▶ **Passage provided**:
Kyere and another v Forster and another 

COURT OF APPEAL

AMPIAH, ADJABENG JJA, SAPONG J

 

19 NOVEMBER 1992

 

Wills - Executor - Appointment - Clause appointing executor appearing after testator’s signature in the will - Testator’s signature not attested to by witnesses - Testator not member of Armed Forces - Appointment of executor null and void - Wills Act 1971 (Act 360) s 2(2), (5) and s 6 - Interpretation Act 1960 (CA 4) s 27.

Wills - Signature - Attestation - Testator signing will in a room - Whether presence of persons in room, without more, constituted attestation.

Evidence - Admissibility - Objection - Evidence admitted without objection - Trial judge entitled to grant relief based thereon.

Section 2(2) and (5) of the Wills Act 1971 (Act 360) provides thus:

 “2 (2) No signature shall be operative to give effect to any disposition or direction which is underneath or which follows it, or which is inserted after the signature has been made...

(5) The witnesses shall attest and sign the will in the presence of the testator, but no form of attestation shall be necessary.”

Section 27 of the Interpretation Act 1960 (CA 4) also provides that:

 “In an enactment made after the passing of this Act, ‘shall’ shall be construed as imperative and ‘may’ as permissive and empowering.”

The deceased made a holograph and died a few days later. Probate of the alleged holograph was granted to one of the executors but the father of the deceased and the widow, married under the Ordinance, took action in the High Court, Accra, against the executor and one Juliana Nkansah, who was living with the deceased in the matrimonial home at the time of his death as his wife, for a declaration that the holograph was invalid as a will and for an order revoking the probate on the ground that the holograph was attested to by one witness only contrary to the Wills Act 1971 (Act 360); that the signature of the testator was not made or acknowledged by him in the presence of two or more witnesses present at the same time; that there was no indication on the said holograph to show that the only witness was present at the time when the testator signed the holograph; that the appointment of the executor was made outside the body of the holograph and that the signature thereto was not attested by any witness. It was found as a fact that only one witness attested the will. The trial judge held that non-compliance with section 2(2) of the Act made the appointment of the two executors void since the appointment was made after the will was signed by the testator but the signature appearing after the appointing clause was not attested. It was held further that non-compliance with section 2(5) of the said Act rendered the entire will invalid as it was not attested or signed by at least two witnesses. On appeal, counsel for the appellant argued that sections 2(5) and (6) of the said Act did not go to the validity of the will but contained only directives, non-compliance of which did not render the will invalid. He argued further that the requirement in section 2(5) that the will be attested by witnesses was satisfied by the mere presence at the time of two witnesses including the deceased’s cousin, in the room in which the deceased executed the will. He submitted further that the trial judge failed to give due regard to the fact that the holograph was in the handwriting of the deceased, which he maintained, satisfied the requirement of attestation. Lastly, he argued that the trial judge erred in deciding that a building belonged to the deceased when no such issue was before the court. Counsel for the respondent replied that that issue regarding the building arose from the pleadings and that evidence thereon was adduced without objection.

▶ **The tasks**:
A – Transcribe the portion of the law report starting with "Wills - Executor" and going on through "more, constituted attestation.".
B – Using the law report, state whether each statement agrees with it, and answer yes or no with the deciding words quoted: (i) The trial court found that only one witness attested the will. (ii) The father and the widow brought their action in the High Court, Kumasi. (iii) Counsel for the respondent contended that the issue regarding the building had not arisen from the pleadings.
C – According to the law report, why did the trial judge hold the appointment of the two executors void? Answer in one to three sentences.

▶ **Material shown**:
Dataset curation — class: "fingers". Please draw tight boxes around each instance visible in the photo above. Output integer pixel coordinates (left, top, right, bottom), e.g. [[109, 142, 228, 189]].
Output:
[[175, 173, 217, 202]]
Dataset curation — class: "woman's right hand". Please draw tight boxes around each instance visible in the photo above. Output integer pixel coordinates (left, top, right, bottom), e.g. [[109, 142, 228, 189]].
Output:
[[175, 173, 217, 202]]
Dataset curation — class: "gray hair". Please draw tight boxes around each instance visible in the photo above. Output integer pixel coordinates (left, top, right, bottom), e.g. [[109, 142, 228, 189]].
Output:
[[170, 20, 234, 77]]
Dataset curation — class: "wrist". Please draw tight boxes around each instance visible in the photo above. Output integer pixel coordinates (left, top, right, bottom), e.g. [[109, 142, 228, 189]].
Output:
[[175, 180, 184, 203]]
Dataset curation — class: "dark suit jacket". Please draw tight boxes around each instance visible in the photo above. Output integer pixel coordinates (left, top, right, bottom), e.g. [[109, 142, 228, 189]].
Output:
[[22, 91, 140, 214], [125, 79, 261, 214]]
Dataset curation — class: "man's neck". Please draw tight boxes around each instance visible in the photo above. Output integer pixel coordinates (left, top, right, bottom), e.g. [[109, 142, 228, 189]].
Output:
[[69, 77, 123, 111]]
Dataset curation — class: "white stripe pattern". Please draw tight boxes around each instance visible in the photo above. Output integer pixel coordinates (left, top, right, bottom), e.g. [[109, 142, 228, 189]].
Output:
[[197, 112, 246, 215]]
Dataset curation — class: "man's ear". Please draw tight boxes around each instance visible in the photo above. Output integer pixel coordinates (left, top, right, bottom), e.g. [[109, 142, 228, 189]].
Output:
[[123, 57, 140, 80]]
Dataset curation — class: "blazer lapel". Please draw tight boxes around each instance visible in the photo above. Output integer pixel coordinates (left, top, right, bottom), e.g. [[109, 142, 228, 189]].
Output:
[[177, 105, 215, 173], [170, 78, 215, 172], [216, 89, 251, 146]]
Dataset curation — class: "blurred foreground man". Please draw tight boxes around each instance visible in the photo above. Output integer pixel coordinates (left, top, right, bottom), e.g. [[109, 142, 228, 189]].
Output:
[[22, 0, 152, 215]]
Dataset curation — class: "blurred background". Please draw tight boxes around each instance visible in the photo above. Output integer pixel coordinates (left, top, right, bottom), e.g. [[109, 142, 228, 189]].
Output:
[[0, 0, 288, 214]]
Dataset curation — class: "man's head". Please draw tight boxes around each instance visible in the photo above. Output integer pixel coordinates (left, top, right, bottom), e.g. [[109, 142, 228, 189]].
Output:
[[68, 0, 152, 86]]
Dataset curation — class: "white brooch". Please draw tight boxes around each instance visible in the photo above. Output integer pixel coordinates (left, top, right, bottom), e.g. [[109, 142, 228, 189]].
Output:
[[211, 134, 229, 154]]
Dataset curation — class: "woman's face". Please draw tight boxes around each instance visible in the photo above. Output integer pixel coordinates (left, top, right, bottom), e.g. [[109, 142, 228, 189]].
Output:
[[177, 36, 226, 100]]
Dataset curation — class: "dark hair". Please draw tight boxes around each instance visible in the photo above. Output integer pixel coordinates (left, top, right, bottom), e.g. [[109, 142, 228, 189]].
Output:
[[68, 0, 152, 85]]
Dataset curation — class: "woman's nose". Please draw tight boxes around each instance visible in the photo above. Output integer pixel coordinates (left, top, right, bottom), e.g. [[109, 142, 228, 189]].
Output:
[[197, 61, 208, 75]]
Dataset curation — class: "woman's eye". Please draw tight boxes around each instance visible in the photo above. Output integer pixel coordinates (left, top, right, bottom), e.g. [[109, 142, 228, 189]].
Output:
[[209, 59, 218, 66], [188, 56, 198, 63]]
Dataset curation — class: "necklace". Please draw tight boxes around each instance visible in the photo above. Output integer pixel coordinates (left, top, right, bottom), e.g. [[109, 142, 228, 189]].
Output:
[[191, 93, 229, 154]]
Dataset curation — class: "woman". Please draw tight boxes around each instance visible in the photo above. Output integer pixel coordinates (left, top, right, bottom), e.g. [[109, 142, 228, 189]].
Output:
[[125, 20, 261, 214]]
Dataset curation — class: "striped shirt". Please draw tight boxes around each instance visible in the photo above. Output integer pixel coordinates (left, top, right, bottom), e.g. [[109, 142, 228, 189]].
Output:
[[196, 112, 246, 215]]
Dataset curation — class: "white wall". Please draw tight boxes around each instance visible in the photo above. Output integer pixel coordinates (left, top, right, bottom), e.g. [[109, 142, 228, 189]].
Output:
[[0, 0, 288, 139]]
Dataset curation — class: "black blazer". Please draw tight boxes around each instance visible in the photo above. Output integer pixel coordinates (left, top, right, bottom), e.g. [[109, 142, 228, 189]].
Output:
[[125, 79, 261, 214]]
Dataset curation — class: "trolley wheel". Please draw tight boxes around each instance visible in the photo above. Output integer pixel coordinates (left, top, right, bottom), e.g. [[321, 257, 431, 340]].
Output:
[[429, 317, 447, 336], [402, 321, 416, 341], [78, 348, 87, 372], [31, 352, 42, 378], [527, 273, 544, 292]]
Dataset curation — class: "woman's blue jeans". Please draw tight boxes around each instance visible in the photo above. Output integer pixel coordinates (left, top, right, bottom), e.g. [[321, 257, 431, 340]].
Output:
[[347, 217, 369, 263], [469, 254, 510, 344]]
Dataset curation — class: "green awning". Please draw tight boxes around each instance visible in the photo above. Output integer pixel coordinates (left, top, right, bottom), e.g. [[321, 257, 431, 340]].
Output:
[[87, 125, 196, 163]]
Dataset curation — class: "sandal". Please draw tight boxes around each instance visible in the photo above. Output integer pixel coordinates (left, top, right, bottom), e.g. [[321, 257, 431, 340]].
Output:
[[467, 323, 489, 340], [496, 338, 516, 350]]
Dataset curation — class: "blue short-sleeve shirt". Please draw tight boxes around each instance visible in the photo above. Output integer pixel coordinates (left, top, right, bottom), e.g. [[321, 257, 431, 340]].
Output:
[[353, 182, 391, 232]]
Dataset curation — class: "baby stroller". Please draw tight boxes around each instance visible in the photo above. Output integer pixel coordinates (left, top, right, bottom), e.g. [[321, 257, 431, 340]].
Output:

▶ **The responses**:
A –
Wills - Executor - Appointment - Clause appointing executor appearing after testator’s signature in the will - Testator’s signature not attested to by witnesses - Testator not member of Armed Forces - Appointment of executor null and void - Wills Act 1971 (Act 360) s 2(2), (5) and s 6 - Interpretation Act 1960 (CA 4) s 27.

Wills - Signature - Attestation - Testator signing will in a room - Whether presence of persons in room, without more, constituted attestation.

B –
(i) Yes: "It was found as a fact that only one witness attested the will."
(ii) No: "took action in the High Court, Accra"
(iii) No: "Counsel for the respondent replied that that issue regarding the building arose from the pleadings and that evidence thereon was adduced without objection."

C – The trial judge held the appointment void because it did not comply with section 2(2) of the Wills Act 1971. The appointment was made after the testator had signed the will, and the signature appearing after the appointing clause was not attested.